WORK ITEM
Transcribe the listing below verbatim, omitting pictures.

RECORDS FOR THE TASK
--- --- ---

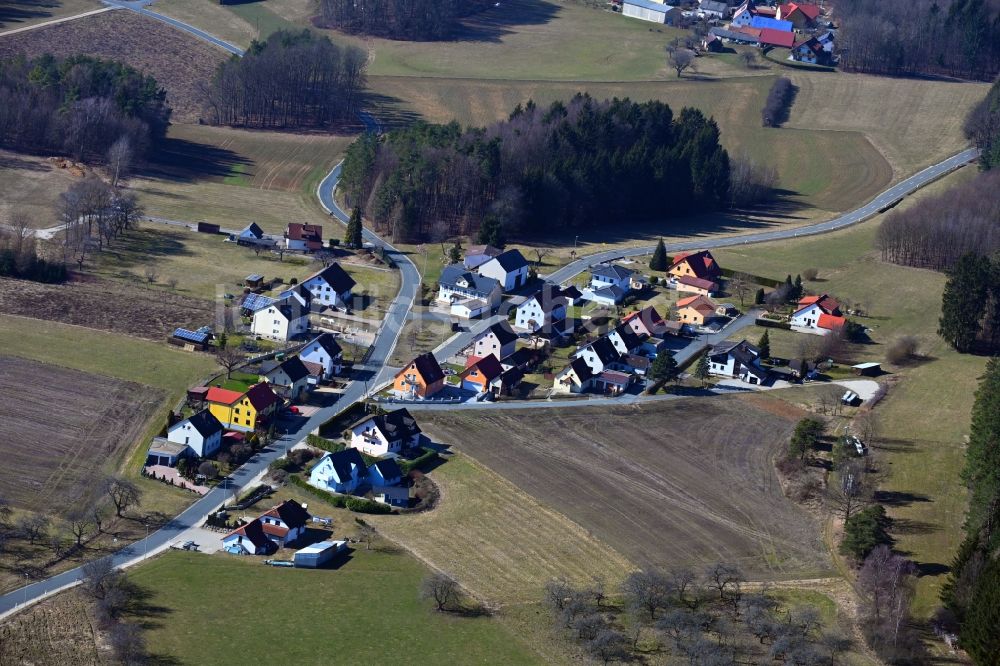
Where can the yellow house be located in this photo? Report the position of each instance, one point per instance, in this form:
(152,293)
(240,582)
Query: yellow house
(242,411)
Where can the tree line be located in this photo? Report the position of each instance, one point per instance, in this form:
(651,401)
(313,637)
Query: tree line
(901,37)
(397,19)
(943,228)
(291,79)
(78,105)
(569,166)
(971,596)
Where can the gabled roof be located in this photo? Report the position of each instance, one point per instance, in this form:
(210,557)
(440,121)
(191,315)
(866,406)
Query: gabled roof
(290,512)
(252,532)
(328,343)
(222,396)
(509,261)
(488,366)
(612,271)
(479,285)
(335,276)
(388,468)
(427,366)
(261,396)
(204,422)
(344,461)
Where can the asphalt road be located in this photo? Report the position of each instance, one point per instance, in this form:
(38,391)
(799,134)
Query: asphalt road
(886,199)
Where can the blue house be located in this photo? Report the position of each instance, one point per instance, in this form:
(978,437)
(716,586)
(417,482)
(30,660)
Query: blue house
(340,472)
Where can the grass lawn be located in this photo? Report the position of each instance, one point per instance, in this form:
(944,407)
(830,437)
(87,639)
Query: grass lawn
(373,594)
(925,416)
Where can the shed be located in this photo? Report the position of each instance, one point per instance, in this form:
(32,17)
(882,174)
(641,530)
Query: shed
(318,554)
(867,369)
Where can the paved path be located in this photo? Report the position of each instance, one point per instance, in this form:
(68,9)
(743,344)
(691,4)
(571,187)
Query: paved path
(883,201)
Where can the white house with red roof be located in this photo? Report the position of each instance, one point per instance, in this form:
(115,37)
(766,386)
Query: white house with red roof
(819,315)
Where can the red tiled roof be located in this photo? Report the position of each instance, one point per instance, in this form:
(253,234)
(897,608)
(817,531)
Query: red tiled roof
(774,37)
(222,396)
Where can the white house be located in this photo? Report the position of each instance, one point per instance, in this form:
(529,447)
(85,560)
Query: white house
(510,269)
(458,285)
(285,523)
(331,286)
(542,310)
(576,377)
(340,472)
(381,434)
(201,432)
(499,340)
(739,360)
(285,319)
(288,378)
(324,350)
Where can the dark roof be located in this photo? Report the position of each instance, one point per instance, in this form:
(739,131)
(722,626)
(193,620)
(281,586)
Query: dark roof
(611,270)
(342,462)
(511,260)
(291,513)
(328,343)
(205,423)
(478,284)
(336,277)
(503,332)
(395,425)
(387,468)
(428,367)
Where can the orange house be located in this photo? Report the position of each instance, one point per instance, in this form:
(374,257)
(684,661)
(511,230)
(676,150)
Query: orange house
(421,378)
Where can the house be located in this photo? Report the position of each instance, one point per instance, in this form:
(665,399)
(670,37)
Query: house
(695,310)
(479,376)
(713,9)
(164,452)
(382,434)
(340,472)
(800,15)
(288,378)
(477,255)
(766,23)
(385,473)
(284,319)
(740,360)
(598,354)
(304,237)
(543,310)
(509,268)
(243,411)
(695,264)
(324,350)
(248,539)
(331,287)
(647,10)
(772,37)
(645,322)
(202,433)
(500,340)
(285,523)
(421,378)
(693,285)
(624,339)
(819,315)
(576,377)
(458,285)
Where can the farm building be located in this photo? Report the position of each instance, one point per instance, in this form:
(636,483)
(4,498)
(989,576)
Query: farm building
(318,554)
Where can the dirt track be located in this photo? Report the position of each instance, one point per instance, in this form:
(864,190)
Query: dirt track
(685,482)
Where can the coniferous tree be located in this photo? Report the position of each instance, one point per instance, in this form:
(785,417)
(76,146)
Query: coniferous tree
(659,260)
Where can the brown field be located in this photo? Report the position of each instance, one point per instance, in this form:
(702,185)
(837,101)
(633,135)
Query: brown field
(684,482)
(109,306)
(61,430)
(178,61)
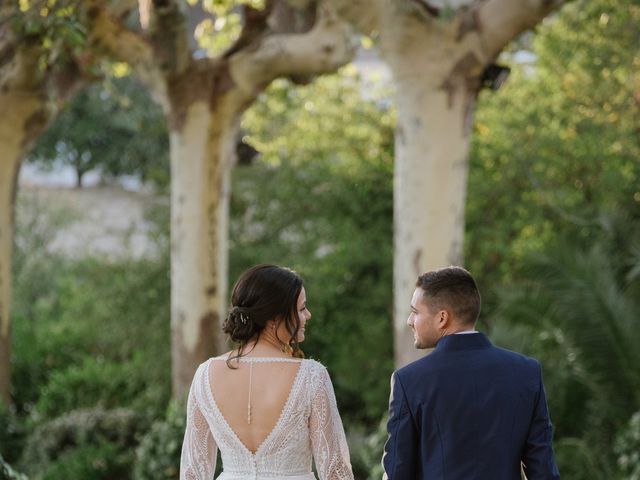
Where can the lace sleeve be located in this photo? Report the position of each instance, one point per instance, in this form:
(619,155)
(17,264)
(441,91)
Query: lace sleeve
(199,450)
(330,450)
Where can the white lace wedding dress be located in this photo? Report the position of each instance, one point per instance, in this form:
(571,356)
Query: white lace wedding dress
(309,427)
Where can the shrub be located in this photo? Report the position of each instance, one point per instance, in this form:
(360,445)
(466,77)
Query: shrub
(12,434)
(628,449)
(73,441)
(95,383)
(103,461)
(8,473)
(158,455)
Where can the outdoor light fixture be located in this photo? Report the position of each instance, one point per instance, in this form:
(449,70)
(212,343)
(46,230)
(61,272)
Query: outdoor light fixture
(494,76)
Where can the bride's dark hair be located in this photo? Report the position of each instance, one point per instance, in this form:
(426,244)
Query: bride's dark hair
(262,293)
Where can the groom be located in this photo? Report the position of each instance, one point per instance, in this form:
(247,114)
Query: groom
(468,410)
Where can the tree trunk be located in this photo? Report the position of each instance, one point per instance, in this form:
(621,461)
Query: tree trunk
(430,190)
(16,132)
(202,155)
(7,195)
(436,86)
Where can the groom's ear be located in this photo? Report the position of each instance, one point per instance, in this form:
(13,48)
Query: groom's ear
(443,319)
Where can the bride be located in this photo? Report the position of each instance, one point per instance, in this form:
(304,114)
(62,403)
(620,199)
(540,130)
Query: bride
(267,409)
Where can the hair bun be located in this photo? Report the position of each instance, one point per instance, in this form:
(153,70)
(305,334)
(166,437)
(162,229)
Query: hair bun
(238,325)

--- --- ---

ANSWER TO THIS EXERCISE
Where can the yellow house be located in this photo? Report the position of each instance, one point per instance, in this form:
(152,293)
(240,582)
Query: yellow house
(242,411)
Where can the tree line be located in this photo? Report the position of each instance, one point per instance, in this form:
(651,401)
(313,637)
Query: tree line
(901,37)
(397,19)
(943,228)
(291,79)
(78,105)
(569,166)
(971,596)
Where can the gabled roof be located in this photo? Report the position of each instance, one point per instance, in this form:
(210,557)
(440,121)
(191,315)
(866,406)
Query: gabled roof
(290,512)
(252,532)
(328,343)
(222,396)
(509,261)
(488,366)
(612,271)
(479,285)
(335,276)
(388,468)
(427,366)
(261,396)
(204,422)
(344,461)
Where can the asphalt road be located in this photo? Report the position of each instance, one point per instance, in this form:
(38,391)
(799,134)
Query: asphalt road
(886,199)
Where can the blue house be located in this photo? Report the position of each instance, one point per instance, in this form:
(978,437)
(716,586)
(417,482)
(30,660)
Query: blue house
(340,472)
Where can the grass lawn be located in this photo? Report the position of each instance, one point per instance, in this form:
(944,407)
(830,437)
(87,639)
Query: grass lawn
(373,594)
(925,416)
Where can the shed be located in this photo? Report the position of each instance, one point per instance, in this form:
(32,17)
(882,174)
(641,530)
Query: shed
(318,554)
(867,369)
Where can the paved path be located in this photo? Report the position of each instance, one point per instance, in this form:
(68,9)
(743,344)
(691,4)
(571,187)
Query: paved path
(883,201)
Where can the white house with red roof be located in this photo? Report the position of each instance, one point per instance, in this form:
(115,37)
(766,386)
Query: white house with red roof
(819,315)
Where can the red tiled roof be located in this photo? Report the position of each instance, one point per instance, in this form:
(253,234)
(897,608)
(817,531)
Query: red tiled roof
(774,37)
(222,396)
Where can the white house be located in this photo? Report the position of each instance, one point per instance, in this form:
(529,447)
(85,560)
Query: white house
(510,269)
(458,285)
(285,523)
(331,286)
(542,310)
(576,377)
(340,472)
(381,434)
(201,432)
(499,340)
(739,360)
(285,319)
(288,378)
(324,350)
Where can the dark roof be located in this photo? Report the position of each instance, one point per instance, in this form:
(739,131)
(722,626)
(193,620)
(281,586)
Query: dark roof
(611,270)
(342,462)
(511,260)
(291,513)
(328,343)
(205,423)
(478,284)
(336,277)
(503,332)
(395,425)
(387,468)
(428,367)
Where can the orange house be located in this photo? Report the position of each instance, one point per instance, in this form:
(374,257)
(684,661)
(511,230)
(676,150)
Query: orange house
(421,378)
Where can the house be located in this photo? Report the position of each instance, one point per instance, in this form:
(665,399)
(670,37)
Query: house
(695,310)
(479,376)
(713,9)
(164,452)
(382,434)
(340,472)
(800,15)
(288,378)
(477,255)
(766,23)
(385,473)
(284,319)
(740,360)
(598,354)
(304,237)
(543,310)
(509,268)
(243,411)
(695,264)
(324,350)
(248,539)
(331,287)
(647,10)
(772,37)
(645,322)
(202,433)
(500,340)
(285,523)
(421,378)
(693,285)
(624,339)
(819,315)
(576,377)
(458,285)
Where can the farm building be located in this photo? Report the position of each instance, one point per instance, in this form:
(636,483)
(4,498)
(989,576)
Query: farm building
(318,554)
Where can the dirt track be located in this photo? Report the position of each instance, one point per instance, in this form:
(864,190)
Query: dirt track
(685,482)
Where can the coniferous tree be located in this photo? Report the position of each instance, one point per instance, in this form:
(785,417)
(76,146)
Query: coniferous tree
(659,260)
Where can the brown field be located in this photo? Report the position of each instance, one point per instance, in this form:
(702,185)
(837,101)
(633,135)
Query: brown field
(684,482)
(109,306)
(61,430)
(178,61)
Where can the lace sleeve be located in this photo? Report the position of each instance, one point per instance, in this form:
(619,155)
(17,264)
(441,91)
Query: lace sleeve
(199,450)
(330,450)
Where can the white lace wedding dress be located in this photo? Report the position of each instance, one point per instance, in this form:
(571,356)
Query: white lace wedding dress
(309,427)
Where can the shrub be located in this photo? Report the position of each instance, one point per instance, in this form:
(360,445)
(466,77)
Query: shrub
(12,434)
(628,449)
(73,441)
(95,383)
(103,461)
(8,473)
(158,455)
Where can the outdoor light fixture be located in this photo? Report the position of each instance, one point per instance, in this form:
(449,70)
(212,343)
(46,230)
(61,272)
Query: outdoor light fixture
(494,76)
Where can the bride's dark hair be located in this photo? Report the position of each instance, one point per instance, in this form:
(426,244)
Query: bride's dark hair
(262,293)
Where can the groom be located in this photo? Report the position of each instance, one point per instance, in this form:
(247,114)
Query: groom
(468,410)
Where can the tree trunk be located in this photo? Report the position of each instance, one point per instance, in this form:
(621,461)
Query: tree trunk
(430,190)
(16,132)
(202,155)
(7,195)
(436,86)
Where can the groom's ear be located in this photo? Report the position of each instance, one point per instance, in this form:
(13,48)
Query: groom's ear
(443,319)
Where can the bride be located in this photo? Report the position of each instance, one point per instance, in this form:
(304,114)
(62,403)
(620,199)
(540,130)
Query: bride
(267,409)
Where can the hair bun be located in this photo? Report the position of each instance, one point per instance, in this form:
(153,70)
(305,334)
(166,437)
(162,229)
Query: hair bun
(238,325)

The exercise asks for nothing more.